- [Records shown]:
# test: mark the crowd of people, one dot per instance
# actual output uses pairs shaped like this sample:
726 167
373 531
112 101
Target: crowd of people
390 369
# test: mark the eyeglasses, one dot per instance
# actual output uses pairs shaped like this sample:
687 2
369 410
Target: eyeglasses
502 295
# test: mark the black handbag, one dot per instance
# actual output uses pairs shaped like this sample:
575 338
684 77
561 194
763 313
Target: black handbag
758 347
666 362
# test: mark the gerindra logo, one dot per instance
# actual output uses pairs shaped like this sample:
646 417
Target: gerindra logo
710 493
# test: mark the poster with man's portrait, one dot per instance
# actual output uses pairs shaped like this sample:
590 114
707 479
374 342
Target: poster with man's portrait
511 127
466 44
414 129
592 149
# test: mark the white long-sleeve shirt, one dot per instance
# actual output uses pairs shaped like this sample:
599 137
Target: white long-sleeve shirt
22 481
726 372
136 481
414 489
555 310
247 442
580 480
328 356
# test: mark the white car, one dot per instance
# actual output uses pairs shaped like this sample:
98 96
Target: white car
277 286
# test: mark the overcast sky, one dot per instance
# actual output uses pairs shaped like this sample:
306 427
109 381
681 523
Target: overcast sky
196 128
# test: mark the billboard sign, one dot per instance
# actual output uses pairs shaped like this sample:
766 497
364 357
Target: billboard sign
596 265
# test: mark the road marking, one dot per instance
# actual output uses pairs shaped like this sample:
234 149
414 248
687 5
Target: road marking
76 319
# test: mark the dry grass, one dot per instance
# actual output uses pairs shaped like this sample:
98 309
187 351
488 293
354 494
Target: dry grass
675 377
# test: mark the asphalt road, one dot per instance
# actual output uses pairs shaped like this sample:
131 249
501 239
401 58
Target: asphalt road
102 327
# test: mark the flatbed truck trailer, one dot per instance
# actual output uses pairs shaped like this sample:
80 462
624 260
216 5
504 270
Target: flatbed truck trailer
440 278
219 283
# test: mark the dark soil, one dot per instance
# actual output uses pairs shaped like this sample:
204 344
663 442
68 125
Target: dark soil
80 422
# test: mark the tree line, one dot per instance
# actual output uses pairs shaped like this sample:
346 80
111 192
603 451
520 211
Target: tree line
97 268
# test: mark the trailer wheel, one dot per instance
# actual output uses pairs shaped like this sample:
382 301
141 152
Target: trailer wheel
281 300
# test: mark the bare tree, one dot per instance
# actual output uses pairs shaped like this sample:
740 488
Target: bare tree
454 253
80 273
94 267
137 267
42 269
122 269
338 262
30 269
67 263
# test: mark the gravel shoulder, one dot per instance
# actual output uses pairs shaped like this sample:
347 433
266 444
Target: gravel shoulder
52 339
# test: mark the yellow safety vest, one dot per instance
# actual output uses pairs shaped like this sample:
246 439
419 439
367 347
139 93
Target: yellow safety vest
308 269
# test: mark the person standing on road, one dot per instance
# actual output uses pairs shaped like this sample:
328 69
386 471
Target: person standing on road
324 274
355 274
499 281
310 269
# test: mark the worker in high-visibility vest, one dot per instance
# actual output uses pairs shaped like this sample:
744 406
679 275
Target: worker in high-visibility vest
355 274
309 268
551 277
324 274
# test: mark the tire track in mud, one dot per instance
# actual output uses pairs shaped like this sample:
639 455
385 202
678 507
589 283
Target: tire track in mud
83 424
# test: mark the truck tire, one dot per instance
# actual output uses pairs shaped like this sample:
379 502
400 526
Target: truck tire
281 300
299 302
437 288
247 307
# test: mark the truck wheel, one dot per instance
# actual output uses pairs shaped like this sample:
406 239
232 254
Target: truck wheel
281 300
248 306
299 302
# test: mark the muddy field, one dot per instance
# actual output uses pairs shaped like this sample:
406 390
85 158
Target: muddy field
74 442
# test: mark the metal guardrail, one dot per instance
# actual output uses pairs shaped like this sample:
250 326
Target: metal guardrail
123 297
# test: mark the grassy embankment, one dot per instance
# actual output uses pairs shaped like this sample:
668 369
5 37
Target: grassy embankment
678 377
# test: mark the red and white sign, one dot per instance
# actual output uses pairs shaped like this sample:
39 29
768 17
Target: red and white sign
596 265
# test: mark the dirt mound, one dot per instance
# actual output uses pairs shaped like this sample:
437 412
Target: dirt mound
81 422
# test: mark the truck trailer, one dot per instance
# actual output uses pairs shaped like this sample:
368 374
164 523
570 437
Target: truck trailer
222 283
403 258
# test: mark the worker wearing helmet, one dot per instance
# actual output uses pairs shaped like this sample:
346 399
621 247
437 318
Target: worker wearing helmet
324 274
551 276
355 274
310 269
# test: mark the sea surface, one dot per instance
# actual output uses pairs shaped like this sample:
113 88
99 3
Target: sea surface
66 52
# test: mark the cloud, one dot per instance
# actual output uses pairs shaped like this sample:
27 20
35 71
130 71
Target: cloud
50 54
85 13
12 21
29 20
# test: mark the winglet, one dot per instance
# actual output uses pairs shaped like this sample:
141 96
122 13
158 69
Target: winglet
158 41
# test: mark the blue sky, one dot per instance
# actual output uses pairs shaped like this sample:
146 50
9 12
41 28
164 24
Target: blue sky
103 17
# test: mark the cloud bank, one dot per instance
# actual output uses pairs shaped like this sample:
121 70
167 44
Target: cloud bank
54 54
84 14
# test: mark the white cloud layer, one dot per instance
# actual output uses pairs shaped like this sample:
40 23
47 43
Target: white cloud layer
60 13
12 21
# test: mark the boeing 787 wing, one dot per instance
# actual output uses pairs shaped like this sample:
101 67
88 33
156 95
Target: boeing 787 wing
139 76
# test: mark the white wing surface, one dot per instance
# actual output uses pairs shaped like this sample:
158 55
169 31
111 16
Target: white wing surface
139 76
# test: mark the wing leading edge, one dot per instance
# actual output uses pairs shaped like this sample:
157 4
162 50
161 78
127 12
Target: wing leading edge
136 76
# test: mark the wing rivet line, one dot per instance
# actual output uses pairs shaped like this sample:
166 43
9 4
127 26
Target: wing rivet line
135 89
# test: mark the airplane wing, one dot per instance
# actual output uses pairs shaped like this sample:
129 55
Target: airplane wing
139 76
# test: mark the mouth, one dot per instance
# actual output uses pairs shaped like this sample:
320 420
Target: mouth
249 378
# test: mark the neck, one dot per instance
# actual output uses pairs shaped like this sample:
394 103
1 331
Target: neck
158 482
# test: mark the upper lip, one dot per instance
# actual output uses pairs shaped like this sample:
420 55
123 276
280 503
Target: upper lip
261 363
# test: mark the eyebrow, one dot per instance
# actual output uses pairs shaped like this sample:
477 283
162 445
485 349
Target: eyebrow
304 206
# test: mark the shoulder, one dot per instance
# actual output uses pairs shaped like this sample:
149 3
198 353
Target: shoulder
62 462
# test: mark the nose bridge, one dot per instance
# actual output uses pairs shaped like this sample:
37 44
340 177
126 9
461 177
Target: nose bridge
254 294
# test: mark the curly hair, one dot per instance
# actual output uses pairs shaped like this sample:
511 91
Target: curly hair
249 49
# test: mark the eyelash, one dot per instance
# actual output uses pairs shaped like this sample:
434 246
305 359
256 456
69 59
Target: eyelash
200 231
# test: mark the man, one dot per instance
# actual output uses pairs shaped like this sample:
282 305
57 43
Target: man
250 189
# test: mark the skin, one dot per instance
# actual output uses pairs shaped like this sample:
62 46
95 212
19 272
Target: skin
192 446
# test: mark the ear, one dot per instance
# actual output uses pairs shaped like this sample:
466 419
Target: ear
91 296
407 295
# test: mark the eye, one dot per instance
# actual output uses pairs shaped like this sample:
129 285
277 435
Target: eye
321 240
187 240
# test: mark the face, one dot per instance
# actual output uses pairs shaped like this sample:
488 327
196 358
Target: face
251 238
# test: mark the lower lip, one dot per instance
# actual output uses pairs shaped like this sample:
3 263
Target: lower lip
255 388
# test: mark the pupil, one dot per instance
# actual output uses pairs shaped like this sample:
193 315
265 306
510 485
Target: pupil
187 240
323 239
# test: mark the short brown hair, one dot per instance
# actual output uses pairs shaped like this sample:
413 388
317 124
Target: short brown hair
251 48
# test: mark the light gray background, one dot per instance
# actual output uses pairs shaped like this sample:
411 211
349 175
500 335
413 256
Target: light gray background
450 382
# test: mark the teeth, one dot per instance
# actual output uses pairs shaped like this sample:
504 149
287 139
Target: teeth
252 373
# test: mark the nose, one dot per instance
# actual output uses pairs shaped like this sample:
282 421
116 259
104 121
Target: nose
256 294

- [What to do]: Every line from the one containing "# test: mark the pupil, one dot per instance" through the end of the data must be repeated exactly, and no other line.

- [The result]:
# test: mark the pupil, one dot per instance
# actual output uses pairs shaped like this sample:
193 315
265 306
510 485
Target: pupil
187 240
323 239
# test: mark the short brown hair, one dot per instance
# actual output uses pairs shaped like this sample:
413 388
317 124
Target: short brown hair
251 48
# test: mark the light gray background, one dot per instance
# actual output uses pairs shaped like this sample:
411 211
349 175
500 335
413 256
Target: light gray background
450 382
# test: mark the teeth, one dot per instance
# actual output uses pairs shaped like this sample:
504 149
287 139
Target: teeth
252 373
# test: mark the nose, one dot per instance
# actual output uses pairs shaped like this sample:
282 421
116 259
104 121
Target: nose
256 294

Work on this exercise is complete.